▸ What needs to be done:
Reproduce each entry exactly.

== Data supplied

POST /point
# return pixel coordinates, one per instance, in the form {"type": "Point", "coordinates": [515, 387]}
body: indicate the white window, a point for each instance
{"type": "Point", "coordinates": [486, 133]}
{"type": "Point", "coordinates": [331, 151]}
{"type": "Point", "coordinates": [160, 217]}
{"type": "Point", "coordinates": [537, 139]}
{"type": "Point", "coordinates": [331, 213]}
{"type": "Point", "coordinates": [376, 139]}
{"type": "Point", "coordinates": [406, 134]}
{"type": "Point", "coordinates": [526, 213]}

====

▸ Output for this exercise:
POST /point
# return pixel coordinates, one per instance, in the form {"type": "Point", "coordinates": [515, 387]}
body: indicate the white window, a point for each instance
{"type": "Point", "coordinates": [486, 133]}
{"type": "Point", "coordinates": [331, 151]}
{"type": "Point", "coordinates": [160, 217]}
{"type": "Point", "coordinates": [537, 139]}
{"type": "Point", "coordinates": [331, 213]}
{"type": "Point", "coordinates": [376, 139]}
{"type": "Point", "coordinates": [406, 134]}
{"type": "Point", "coordinates": [526, 213]}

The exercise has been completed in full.